— START RECORDED DATA —

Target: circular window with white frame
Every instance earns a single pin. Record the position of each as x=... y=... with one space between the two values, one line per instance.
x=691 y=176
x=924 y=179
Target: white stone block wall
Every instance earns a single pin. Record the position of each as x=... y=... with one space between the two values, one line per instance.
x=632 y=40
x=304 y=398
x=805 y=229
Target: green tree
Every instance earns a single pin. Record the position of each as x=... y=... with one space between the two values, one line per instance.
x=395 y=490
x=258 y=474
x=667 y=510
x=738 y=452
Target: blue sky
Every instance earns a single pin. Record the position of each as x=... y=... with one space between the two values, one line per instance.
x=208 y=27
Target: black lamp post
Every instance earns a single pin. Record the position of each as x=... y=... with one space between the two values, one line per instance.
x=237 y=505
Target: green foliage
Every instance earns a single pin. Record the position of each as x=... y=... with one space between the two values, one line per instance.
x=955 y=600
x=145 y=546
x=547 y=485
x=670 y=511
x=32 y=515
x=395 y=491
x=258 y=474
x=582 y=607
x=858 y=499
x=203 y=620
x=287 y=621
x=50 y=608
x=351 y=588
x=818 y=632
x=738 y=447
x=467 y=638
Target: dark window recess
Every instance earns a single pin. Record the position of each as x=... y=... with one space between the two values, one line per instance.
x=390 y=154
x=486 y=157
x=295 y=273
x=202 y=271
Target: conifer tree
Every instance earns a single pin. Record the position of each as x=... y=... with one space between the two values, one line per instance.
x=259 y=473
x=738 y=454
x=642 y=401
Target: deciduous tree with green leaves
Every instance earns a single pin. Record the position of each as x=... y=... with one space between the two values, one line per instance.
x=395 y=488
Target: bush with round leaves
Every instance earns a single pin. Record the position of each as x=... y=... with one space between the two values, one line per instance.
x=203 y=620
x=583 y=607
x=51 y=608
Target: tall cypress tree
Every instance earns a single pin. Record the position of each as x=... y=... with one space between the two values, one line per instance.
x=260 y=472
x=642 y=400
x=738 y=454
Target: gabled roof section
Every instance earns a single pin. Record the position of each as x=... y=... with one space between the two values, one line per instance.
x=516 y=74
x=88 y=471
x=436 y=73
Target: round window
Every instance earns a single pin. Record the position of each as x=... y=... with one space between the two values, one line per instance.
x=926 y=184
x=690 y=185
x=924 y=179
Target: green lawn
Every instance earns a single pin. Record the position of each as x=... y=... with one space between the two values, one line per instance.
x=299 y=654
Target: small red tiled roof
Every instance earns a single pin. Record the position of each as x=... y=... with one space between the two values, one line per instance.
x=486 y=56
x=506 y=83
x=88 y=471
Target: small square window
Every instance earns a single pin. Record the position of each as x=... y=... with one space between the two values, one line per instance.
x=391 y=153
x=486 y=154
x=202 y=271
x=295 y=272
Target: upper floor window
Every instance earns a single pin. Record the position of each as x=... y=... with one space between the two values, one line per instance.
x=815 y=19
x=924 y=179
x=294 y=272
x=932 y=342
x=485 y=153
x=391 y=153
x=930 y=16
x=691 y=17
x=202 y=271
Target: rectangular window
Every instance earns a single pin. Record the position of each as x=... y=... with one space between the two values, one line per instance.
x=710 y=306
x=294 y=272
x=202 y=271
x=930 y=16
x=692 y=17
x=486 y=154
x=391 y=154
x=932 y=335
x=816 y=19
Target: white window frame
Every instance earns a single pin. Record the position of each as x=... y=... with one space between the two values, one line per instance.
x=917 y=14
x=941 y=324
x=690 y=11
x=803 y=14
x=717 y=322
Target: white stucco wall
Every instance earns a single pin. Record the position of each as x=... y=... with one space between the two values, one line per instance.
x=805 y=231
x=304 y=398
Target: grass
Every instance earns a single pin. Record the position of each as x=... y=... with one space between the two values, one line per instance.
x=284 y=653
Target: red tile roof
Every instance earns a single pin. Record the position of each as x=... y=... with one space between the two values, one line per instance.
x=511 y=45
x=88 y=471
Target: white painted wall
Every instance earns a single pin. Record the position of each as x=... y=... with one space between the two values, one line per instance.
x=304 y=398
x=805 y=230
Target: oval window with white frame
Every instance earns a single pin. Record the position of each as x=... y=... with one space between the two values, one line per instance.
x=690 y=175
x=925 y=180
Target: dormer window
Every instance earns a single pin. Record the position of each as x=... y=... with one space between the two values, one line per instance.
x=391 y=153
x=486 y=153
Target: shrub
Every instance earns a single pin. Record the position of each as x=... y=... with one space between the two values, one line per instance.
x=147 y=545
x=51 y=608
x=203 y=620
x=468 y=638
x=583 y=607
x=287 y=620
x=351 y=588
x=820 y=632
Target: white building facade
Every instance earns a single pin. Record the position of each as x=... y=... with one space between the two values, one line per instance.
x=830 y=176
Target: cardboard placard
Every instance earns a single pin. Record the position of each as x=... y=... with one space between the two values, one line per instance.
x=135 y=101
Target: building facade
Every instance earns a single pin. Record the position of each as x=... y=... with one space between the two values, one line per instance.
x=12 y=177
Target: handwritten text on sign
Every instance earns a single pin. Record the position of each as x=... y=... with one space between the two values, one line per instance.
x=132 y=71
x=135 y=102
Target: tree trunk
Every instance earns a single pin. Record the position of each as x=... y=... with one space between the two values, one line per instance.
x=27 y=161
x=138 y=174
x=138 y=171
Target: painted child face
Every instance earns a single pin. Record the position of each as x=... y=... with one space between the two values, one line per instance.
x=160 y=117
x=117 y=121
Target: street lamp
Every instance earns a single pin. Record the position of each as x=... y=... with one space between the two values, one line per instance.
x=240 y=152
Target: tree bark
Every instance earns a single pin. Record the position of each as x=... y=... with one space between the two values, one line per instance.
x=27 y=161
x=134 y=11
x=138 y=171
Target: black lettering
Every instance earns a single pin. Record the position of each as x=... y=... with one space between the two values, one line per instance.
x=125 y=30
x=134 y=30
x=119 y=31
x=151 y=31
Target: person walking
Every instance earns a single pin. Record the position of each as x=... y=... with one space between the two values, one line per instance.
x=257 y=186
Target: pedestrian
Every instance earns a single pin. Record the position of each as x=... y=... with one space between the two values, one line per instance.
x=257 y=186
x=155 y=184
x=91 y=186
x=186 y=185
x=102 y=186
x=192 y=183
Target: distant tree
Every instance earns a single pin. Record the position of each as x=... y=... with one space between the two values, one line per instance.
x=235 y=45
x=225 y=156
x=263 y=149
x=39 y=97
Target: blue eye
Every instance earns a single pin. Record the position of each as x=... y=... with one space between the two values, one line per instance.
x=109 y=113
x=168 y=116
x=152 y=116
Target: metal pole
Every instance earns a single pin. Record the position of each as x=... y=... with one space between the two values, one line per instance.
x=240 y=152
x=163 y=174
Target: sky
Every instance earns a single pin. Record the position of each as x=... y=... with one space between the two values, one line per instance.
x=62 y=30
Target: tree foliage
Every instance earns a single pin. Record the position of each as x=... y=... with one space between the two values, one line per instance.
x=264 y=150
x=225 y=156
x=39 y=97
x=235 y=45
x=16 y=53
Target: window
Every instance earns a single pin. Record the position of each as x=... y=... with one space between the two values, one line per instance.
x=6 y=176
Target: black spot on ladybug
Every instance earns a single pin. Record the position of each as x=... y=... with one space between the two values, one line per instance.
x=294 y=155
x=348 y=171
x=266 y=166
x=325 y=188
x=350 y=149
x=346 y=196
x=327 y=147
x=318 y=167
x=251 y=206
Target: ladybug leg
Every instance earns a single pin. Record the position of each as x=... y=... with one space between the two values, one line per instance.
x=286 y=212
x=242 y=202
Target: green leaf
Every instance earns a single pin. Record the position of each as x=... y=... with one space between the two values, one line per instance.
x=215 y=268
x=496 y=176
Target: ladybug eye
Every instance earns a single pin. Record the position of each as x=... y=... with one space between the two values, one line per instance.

— END RECORDED DATA —

EXERCISE GOAL
Could you transcribe the records in full, exactly?

OUTPUT FOR THIS TASK
Target: circular window with white frame
Every instance earns a single pin. Record the position of each as x=... y=... with one space between the two values, one line per instance.
x=691 y=176
x=924 y=179
Target: white stone block wall
Every instance earns a single pin. Record the position of each as x=... y=... with one space between the two values, one line per instance.
x=632 y=40
x=304 y=398
x=805 y=229
Target: green tree
Every instance earns a single pin. Record the position of each as x=... y=... with one space between the two values, one line per instance.
x=395 y=490
x=258 y=474
x=667 y=510
x=738 y=452
Target: blue sky
Every instance earns a single pin. Record the position of each as x=... y=... with one space between the two values, one line per instance.
x=208 y=27
Target: black lamp post
Every instance earns a single pin. Record the position of each as x=... y=... with one space between the two values, one line per instance.
x=237 y=505
Target: green foliage
Every instance earns a single pin. Record the position of each as x=... y=... with one space between the two values, one line per instance.
x=955 y=600
x=145 y=546
x=547 y=485
x=670 y=511
x=32 y=515
x=395 y=491
x=258 y=474
x=582 y=607
x=858 y=499
x=203 y=620
x=287 y=621
x=50 y=608
x=351 y=588
x=818 y=632
x=738 y=447
x=467 y=638
Target: dark window recess
Every instance earns a single pin. Record the position of each as x=... y=... with one space between the two values, one line per instance.
x=390 y=154
x=486 y=157
x=295 y=273
x=202 y=271
Target: conifer tree
Every instance earns a single pin. Record the position of each as x=... y=... with one space between the two values, one line per instance.
x=259 y=473
x=738 y=454
x=642 y=401
Target: deciduous tree with green leaves
Every instance earns a single pin. Record the position of each as x=... y=... with one space between the two values, one line per instance.
x=395 y=488
Target: bush with round leaves
Every instance earns a single pin. Record the position of each as x=... y=... with one space between the two values, one line per instance.
x=203 y=620
x=583 y=607
x=51 y=608
Target: tall cypress tree
Every instance earns a single pin. Record the position of each as x=... y=... with one space between the two values, one line per instance.
x=260 y=472
x=642 y=400
x=738 y=454
Target: gabled roof section
Every instance earns a single pin. Record the position of each as x=... y=... with one space between the two values, one line per instance.
x=516 y=74
x=88 y=471
x=436 y=73
Target: round window
Every instance earns a single pin. Record the position of each as x=... y=... with one space between the two values, one line per instance.
x=926 y=184
x=690 y=185
x=924 y=179
Target: green lawn
Every instance earns a single pin. Record the position of each as x=... y=... with one space between the two values, one line per instance.
x=299 y=654
Target: small red tiled roof
Every instance earns a single pin. Record the position of each as x=... y=... with one space between the two values, one line per instance.
x=486 y=56
x=506 y=83
x=88 y=471
Target: small square window
Every instance earns a single pin. Record the position of each as x=... y=... with one space between the two values, one line per instance.
x=391 y=153
x=486 y=154
x=202 y=271
x=295 y=272
Target: upper floor window
Every instance earns a single pin. Record the position of each as x=... y=... with one space between the two values, one line per instance.
x=815 y=19
x=924 y=179
x=294 y=272
x=932 y=342
x=485 y=153
x=391 y=153
x=930 y=16
x=691 y=17
x=202 y=271
Target: rectangular window
Every instance earns a single pin. Record the position of each as x=... y=... with one space between the two values, one line per instance.
x=710 y=306
x=294 y=272
x=202 y=271
x=930 y=16
x=692 y=17
x=486 y=154
x=391 y=154
x=932 y=335
x=816 y=19
Target: white window frame
Every instance earns a single pin. Record the position of each as x=... y=... with one space between the two values, one line per instance.
x=917 y=14
x=941 y=324
x=690 y=11
x=803 y=14
x=717 y=322
Target: white stucco wall
Every instance earns a single pin. Record the position of each as x=... y=... with one space between the two values, one line per instance.
x=805 y=231
x=304 y=398
Target: grass
Every instance earns a single pin. Record the position of each as x=... y=... with one space between the two values, one line per instance.
x=284 y=653
Target: red tile roof
Every instance earns a single pin. Record the position of each as x=... y=... with one space between the two values, one line per instance.
x=511 y=45
x=88 y=471
Target: white painted wall
Every instance earns a single pin. Record the position of each as x=... y=... with one space between the two values, one line per instance.
x=304 y=398
x=805 y=230
Target: oval window with white frame
Every instance earns a single pin. Record the position of each as x=... y=... with one space between the two values, one line per instance.
x=690 y=175
x=925 y=180
Target: dormer window
Every instance earns a single pin. Record the position of each as x=... y=... with one space between the two values, one line per instance.
x=391 y=153
x=486 y=153
Target: shrub
Every instance earns a single pin. Record the position of each as x=... y=... with one space between the two values, one line per instance.
x=147 y=545
x=51 y=608
x=203 y=620
x=468 y=638
x=583 y=607
x=287 y=620
x=351 y=588
x=820 y=632
Target: white building facade
Every instance earns a single pin. Record the position of each as x=... y=... with one space between the two values, one line per instance.
x=830 y=176
Target: cardboard placard
Every instance earns a single pin. Record the position of each as x=... y=... with one space between the two values, one line per instance.
x=135 y=101
Target: building facade
Every instance earns a single pin. Record the position of each as x=... y=... with one space between the two values, one line per instance.
x=12 y=177
Target: handwritten text on sign
Every instance earns a single pin. Record the position of each as x=... y=... with one space between the two values, one line per instance.
x=132 y=71
x=135 y=102
Target: tree trunk
Every instance earns a single pin. Record the position of each as x=... y=... with one space between the two values, one line per instance.
x=27 y=161
x=138 y=174
x=138 y=171
Target: painted child face
Every instance earns a single pin. Record the position of each as x=... y=... with one space between the two values, one line per instance.
x=160 y=117
x=117 y=121
Target: street lamp
Every instance earns a single pin. Record the position of each as x=... y=... with one space between the two values, one line per instance.
x=240 y=152
Target: tree bark
Every instance earns a single pin. Record the position of each as x=... y=... with one space between the two values, one line per instance.
x=27 y=161
x=134 y=11
x=138 y=171
Target: black lettering
Every instance earns a single pin. Record the position of each as x=... y=... with one space between the two values, one line per instance.
x=125 y=30
x=134 y=30
x=119 y=31
x=151 y=31
Target: person walking
Every instance earns a single pin. Record the position of each as x=... y=... with one space between the two values, one line per instance.
x=257 y=186
Target: pedestrian
Every instance earns a single pin. Record the position of each as x=... y=... with one space between the two values, one line per instance.
x=257 y=186
x=155 y=184
x=91 y=186
x=186 y=185
x=102 y=186
x=192 y=183
Target: distant tree
Every instance earns a single pin. Record the position of each as x=... y=... with one space between the two values, one line per instance.
x=235 y=45
x=225 y=156
x=263 y=149
x=39 y=97
Target: blue eye
Every instance earns a single pin. Record the position of each as x=... y=... with one space between the two values, one line per instance.
x=109 y=113
x=168 y=116
x=152 y=116
Target: metal pole
Every instance earns a single pin. Record the position of each as x=... y=... with one space between the two values, one line per instance.
x=240 y=152
x=163 y=174
Target: sky
Every instance earns a single pin. Record the position of each as x=... y=... with one space between the two values, one line per instance.
x=62 y=30
Target: tree foliage
Every instance earns a single pin. Record the position of each as x=... y=... with one space between the two values, one line per instance.
x=264 y=150
x=225 y=156
x=39 y=97
x=235 y=45
x=16 y=53
Target: window
Every instance earns a single pin. Record the position of each as x=... y=... with one space between the two values, one line per instance.
x=6 y=176
Target: black spot on ladybug
Every instance earns a single pin. Record the position of each as x=... y=... with one space between the two values, one line per instance.
x=294 y=155
x=348 y=171
x=266 y=166
x=325 y=188
x=350 y=149
x=346 y=196
x=327 y=147
x=318 y=167
x=251 y=206
Target: ladybug leg
Every instance earns a single pin. Record the position of each as x=... y=... with one space between the two values, one line per instance.
x=286 y=212
x=242 y=202
Target: green leaf
Every instance earns a single pin. Record the position of each as x=... y=... with one space between the two values, one line per instance.
x=215 y=268
x=496 y=176
Target: ladybug eye
Every instance earns a single pin. Record the position of each as x=... y=... with one space between the two values, one line per instance.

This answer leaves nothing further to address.